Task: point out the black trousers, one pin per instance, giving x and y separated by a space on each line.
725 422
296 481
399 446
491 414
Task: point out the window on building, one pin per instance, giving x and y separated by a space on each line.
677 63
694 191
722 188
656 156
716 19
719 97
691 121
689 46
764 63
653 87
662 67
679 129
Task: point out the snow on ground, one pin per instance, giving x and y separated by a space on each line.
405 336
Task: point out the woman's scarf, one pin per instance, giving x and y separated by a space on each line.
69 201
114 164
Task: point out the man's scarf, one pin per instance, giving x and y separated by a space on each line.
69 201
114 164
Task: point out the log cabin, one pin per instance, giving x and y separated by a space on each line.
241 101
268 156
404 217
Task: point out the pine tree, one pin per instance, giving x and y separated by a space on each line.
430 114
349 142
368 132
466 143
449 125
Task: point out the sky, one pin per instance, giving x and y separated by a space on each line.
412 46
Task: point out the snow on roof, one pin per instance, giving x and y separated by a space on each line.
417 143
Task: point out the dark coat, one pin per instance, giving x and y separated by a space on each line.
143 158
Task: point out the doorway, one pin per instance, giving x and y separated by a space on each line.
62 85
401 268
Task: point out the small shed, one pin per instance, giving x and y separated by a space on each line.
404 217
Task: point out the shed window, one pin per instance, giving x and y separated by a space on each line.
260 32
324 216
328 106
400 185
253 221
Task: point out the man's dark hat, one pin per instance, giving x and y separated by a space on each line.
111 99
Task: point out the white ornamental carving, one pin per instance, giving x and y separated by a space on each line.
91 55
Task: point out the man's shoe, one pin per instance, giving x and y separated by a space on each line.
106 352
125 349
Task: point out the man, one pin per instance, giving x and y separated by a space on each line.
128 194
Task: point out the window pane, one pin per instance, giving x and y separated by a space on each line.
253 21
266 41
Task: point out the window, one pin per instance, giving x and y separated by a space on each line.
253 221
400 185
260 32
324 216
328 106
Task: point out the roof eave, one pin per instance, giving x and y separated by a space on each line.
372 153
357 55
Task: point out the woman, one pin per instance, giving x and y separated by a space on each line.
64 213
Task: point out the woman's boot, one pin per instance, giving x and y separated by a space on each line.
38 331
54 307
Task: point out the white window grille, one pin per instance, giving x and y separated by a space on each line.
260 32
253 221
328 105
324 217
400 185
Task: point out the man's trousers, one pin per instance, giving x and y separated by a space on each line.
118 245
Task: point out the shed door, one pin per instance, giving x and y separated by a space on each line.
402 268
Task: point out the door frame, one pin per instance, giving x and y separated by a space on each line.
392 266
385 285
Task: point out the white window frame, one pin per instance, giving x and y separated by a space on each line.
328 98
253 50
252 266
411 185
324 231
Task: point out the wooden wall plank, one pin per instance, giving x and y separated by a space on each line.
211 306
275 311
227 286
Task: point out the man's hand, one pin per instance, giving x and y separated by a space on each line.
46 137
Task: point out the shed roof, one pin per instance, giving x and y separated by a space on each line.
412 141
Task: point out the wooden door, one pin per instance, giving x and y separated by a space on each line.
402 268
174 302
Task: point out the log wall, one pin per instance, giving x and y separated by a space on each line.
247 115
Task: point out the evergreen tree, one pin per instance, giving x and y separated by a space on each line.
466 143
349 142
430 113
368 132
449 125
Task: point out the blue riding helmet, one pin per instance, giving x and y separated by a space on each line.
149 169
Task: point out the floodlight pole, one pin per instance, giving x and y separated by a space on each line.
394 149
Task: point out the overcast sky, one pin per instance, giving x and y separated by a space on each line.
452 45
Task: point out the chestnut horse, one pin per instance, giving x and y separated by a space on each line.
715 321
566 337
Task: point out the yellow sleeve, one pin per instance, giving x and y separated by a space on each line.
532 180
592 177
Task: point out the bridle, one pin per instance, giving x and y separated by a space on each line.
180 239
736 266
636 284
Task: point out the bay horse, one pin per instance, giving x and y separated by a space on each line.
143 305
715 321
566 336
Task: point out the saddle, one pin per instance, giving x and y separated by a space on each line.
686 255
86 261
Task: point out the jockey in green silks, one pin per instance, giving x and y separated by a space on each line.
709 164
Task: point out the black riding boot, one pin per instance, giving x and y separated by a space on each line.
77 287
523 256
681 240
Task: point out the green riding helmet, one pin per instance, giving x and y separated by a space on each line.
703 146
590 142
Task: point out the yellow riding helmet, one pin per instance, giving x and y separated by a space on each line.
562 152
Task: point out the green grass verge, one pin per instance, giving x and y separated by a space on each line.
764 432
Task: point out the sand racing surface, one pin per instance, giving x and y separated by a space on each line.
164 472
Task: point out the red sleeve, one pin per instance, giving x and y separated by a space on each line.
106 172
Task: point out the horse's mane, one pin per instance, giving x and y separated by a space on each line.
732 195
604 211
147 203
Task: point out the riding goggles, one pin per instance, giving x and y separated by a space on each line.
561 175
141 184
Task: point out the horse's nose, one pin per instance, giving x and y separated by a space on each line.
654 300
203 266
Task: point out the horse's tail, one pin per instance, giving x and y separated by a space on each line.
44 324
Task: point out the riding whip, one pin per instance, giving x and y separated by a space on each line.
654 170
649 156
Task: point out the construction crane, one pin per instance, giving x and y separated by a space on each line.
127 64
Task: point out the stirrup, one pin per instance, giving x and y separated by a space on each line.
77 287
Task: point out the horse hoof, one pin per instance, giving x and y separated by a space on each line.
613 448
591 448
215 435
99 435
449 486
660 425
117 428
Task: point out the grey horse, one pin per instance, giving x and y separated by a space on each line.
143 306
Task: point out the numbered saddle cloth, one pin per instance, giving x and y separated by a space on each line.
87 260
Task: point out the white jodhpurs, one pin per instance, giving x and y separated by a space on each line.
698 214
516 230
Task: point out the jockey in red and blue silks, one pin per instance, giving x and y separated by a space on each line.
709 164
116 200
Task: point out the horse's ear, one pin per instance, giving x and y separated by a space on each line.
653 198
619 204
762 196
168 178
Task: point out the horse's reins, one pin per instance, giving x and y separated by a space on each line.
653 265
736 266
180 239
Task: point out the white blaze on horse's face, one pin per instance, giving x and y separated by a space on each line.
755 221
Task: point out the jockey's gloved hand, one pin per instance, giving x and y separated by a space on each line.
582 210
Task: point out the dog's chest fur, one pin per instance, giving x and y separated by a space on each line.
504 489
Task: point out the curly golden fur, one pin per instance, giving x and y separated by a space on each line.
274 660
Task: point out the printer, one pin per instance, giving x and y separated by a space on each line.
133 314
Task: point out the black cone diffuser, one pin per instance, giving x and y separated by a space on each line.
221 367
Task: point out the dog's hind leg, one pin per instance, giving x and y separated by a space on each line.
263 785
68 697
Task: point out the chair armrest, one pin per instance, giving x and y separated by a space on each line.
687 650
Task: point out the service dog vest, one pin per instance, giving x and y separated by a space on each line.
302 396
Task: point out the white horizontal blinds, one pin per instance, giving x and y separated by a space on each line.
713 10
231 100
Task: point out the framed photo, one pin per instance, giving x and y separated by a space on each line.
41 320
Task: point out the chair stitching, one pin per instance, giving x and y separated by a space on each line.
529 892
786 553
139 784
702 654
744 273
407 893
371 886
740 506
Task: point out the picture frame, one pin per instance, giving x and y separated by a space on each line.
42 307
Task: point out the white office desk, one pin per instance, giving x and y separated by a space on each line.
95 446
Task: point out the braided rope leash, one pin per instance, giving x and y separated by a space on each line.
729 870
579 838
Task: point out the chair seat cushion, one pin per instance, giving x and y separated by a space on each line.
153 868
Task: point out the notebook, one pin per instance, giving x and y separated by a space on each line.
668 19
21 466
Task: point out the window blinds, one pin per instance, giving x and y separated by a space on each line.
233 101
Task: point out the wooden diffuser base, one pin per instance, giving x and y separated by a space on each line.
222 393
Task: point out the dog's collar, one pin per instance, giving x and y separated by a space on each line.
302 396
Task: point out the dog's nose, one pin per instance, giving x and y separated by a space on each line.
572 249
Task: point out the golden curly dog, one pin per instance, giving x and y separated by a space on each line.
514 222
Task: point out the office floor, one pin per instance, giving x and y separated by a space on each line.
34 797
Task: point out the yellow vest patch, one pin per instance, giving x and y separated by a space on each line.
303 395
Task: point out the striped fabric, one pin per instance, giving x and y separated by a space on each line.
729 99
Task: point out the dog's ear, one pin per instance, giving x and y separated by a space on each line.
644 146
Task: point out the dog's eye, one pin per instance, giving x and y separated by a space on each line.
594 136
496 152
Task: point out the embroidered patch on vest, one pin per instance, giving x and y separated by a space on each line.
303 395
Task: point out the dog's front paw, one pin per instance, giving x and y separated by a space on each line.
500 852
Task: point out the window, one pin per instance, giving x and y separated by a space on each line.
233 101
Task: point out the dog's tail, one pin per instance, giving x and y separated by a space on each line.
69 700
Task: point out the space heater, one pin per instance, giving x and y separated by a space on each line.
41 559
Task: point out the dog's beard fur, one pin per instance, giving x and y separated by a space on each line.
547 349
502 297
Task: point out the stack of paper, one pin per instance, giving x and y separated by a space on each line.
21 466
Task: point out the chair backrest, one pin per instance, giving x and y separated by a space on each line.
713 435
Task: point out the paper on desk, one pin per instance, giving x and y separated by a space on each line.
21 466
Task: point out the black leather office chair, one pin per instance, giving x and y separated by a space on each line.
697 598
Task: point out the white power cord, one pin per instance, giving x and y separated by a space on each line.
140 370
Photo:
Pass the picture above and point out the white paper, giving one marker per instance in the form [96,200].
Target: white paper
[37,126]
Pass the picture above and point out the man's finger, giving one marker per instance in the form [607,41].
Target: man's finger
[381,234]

########################################

## TASK OBJECTIVE
When the string "above" occurs in a line of the material, that line belongs in the answer.

## EXERCISE SOLUTION
Pass the picture above and point out the white paper, giving one marker per instance in the form [96,200].
Pass the picture above and point out the man's finger, giving one marker per instance in the form [607,41].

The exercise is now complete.